The Albanian Encyclopedic Dictionary (Fjalori Enciklopedik Shqiptar – FESh) is a comprehensive encyclopedic work compiled and published by the Academy of Sciences of Albania.

Containing over 7,200 entries, it covers a broad spectrum of knowledge and human activity, with an extensive array of topics, from biographies and historical events to scientific disciplines, cultural subjects and the arts. The dictionary includes entries on countries, ethnic groups, ideologies, literature, geography, philosophy, chemistry, physics, music, sports and more, all accompanied by black-and-white photographs and illustrations that enhance its informative scope.

==Overview==
===First edition (1985)===
When the first Albanian Encyclopedic Dictionary (FESh) was published in 1985 under the aegis of the Academy of Sciences in Tirana, led by Aleks Buda, it marked a milestone in Albanian scholarly publishing. The 1,248-page single-volume lexicon offered a concise portrayal of everything deemed important about Albania and the Albanian people, viewed strictly through the lens of the Communist Party leadership.

Although rich in factual content, its lack of impartiality was particularly evident in biographical entries, which served as a curated pantheon of officially sanctioned historical and cultural figures. Prominent individuals who had fallen out of favor – such as Mehmet Shehu, King Zog, Faik Konica and Gjergj Fishta – were either omitted or presented in a negative light.

Originally conceived as the basis for a larger, multi-volume work, the project remained a single volume for decades. Nearly 23 years later, its successor would emerge in the form of a 3,061-page three-volume edition, featuring nearly twice the content, though in a slightly smaller format. While the first edition included around 5,000 entries, the revised FESh II expanded to approximately 7,200, ranging from words such as Abaci (Abbey) to Zhytër (Common pochard – a species of duck). Biographical entries rose from 700 to about 2,300, prompting considerable debate over inclusion and presentation.

===Second edition (2008–2009)===
The newer edition offered a clearer national perspective, giving greater attention to Kosovo, Albanian communities in the former Yugoslavia and the Albanian diaspora as a whole. Foreign albanologists were also better represented, from linguists and cultural historians to scientists such as the botanist Friedrich Markgraf. As expected in such works, recent scholarly disputes were largely absent due to editorial lead times.

The dictionary was over a decade in the making. It involved 21 editorial teams and a central board of nearly 50 members, under the direction of former Academy president Ylli Popa. Core editorial work was carried out by a six-person team at the Centre for Albanological Studies, with oversight from linguist Emil Lafe. This heavily layered editorial structure produced inefficiencies and that the need for brevity resulted in significant omissions.

To keep costs low (5,000 ALL), the dictionary was printed domestically, but this came at the expense of production quality. Images were small and poorly reproduced and the maps offered little improvement over those found in the 1985 edition.

Each entry credits its author, with no mention of any bibliographic references. Birth and death years in biographical entries are inconsistently appended. One persistent issue in Albanian academic publishing is the forced and sometimes incorrect, transliteration of foreign names – for example, “Hekard” instead of Hecquard.

Despite its shortcomings, FESh II stands as a major scholarly achievement and an essential reference of Albanian academic and cultural development.

= Request A =
Repeat verbatim the passage of the Albanian Encyclopedic Dictionary text that opens with the words "To keep costs" and closes with "instead of Hecquard.".

= Supplied material =

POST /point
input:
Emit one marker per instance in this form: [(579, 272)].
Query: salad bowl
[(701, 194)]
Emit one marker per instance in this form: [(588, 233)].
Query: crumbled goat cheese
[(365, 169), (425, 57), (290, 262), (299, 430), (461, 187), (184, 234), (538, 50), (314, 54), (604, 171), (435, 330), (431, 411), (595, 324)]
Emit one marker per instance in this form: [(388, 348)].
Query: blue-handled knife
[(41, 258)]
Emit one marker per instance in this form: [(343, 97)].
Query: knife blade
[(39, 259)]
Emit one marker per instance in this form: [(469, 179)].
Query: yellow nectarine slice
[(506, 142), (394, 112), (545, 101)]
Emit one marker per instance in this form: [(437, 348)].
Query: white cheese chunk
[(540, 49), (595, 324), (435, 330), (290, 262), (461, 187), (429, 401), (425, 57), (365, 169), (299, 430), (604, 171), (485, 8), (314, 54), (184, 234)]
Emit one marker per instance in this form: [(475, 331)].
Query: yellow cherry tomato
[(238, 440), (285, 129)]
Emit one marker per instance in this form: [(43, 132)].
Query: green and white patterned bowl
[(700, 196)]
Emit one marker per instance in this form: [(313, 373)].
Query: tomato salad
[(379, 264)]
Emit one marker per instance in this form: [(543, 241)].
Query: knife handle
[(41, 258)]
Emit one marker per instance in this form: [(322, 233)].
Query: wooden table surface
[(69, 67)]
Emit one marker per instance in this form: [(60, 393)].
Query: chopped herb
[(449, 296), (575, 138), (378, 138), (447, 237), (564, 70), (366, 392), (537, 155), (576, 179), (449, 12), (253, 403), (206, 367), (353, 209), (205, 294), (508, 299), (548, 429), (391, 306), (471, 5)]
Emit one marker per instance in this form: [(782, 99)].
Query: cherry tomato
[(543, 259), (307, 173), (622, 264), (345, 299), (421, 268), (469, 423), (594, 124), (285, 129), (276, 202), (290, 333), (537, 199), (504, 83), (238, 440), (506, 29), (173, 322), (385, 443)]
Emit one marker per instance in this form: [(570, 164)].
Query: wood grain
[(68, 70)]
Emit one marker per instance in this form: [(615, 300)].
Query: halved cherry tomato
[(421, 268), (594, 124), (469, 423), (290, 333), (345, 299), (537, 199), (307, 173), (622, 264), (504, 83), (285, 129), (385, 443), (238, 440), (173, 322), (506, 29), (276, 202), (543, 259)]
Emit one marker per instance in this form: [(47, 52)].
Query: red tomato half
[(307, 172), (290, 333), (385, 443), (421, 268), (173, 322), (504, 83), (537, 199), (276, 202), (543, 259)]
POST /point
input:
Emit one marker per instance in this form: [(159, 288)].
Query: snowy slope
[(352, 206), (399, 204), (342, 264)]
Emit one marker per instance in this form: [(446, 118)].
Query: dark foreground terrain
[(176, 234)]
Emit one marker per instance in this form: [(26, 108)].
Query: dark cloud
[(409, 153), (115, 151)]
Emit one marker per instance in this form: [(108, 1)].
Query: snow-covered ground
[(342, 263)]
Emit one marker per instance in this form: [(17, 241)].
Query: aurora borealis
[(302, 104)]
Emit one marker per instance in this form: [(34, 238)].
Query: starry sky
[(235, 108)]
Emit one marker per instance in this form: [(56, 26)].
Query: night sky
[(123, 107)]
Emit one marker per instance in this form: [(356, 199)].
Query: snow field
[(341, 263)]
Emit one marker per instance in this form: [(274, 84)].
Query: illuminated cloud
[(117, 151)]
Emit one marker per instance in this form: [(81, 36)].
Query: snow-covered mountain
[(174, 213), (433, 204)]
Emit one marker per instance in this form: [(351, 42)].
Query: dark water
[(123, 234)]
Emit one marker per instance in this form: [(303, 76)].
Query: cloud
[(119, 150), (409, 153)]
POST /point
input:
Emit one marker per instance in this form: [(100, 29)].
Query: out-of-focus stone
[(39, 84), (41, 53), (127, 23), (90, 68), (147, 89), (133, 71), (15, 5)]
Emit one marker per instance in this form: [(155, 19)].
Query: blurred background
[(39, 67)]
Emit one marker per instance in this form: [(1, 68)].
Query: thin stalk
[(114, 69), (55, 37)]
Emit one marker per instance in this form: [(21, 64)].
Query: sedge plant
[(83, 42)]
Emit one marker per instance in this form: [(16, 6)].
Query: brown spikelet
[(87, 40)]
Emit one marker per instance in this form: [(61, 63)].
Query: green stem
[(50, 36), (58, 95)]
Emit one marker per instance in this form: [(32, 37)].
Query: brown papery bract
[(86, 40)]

= Request B =
Duplicate the listing lines from the one containing "Emit one marker per instance in this form: [(351, 42)]." through the end of the listing, both ends included.

= Output A =
To keep costs low (5,000 ALL), the dictionary was printed domestically, but this came at the expense of production quality. Images were small and poorly reproduced and the maps offered little improvement over those found in the 1985 edition.

Each entry credits its author, with no mention of any bibliographic references. Birth and death years in biographical entries are inconsistently appended. One persistent issue in Albanian academic publishing is the forced and sometimes incorrect, transliteration of foreign names – for example, “Hekard” instead of Hecquard.

= Output B =
Emit one marker per instance in this form: [(351, 42)].
Query: dark water
[(123, 234)]
Emit one marker per instance in this form: [(303, 76)].
Query: cloud
[(119, 150), (409, 153)]
POST /point
input:
Emit one marker per instance in this form: [(100, 29)].
Query: out-of-focus stone
[(39, 84), (41, 53), (127, 23), (90, 68), (147, 89), (133, 71), (15, 5)]
Emit one marker per instance in this form: [(155, 19)].
Query: blurred background
[(39, 67)]
Emit one marker per instance in this form: [(1, 68)].
Query: thin stalk
[(114, 69), (55, 37)]
Emit one marker per instance in this form: [(21, 64)].
Query: sedge plant
[(83, 42)]
Emit one marker per instance in this form: [(16, 6)].
Query: brown spikelet
[(87, 40)]
Emit one marker per instance in this form: [(61, 63)].
Query: green stem
[(50, 36), (58, 95)]
Emit one marker per instance in this form: [(32, 37)].
Query: brown papery bract
[(86, 40)]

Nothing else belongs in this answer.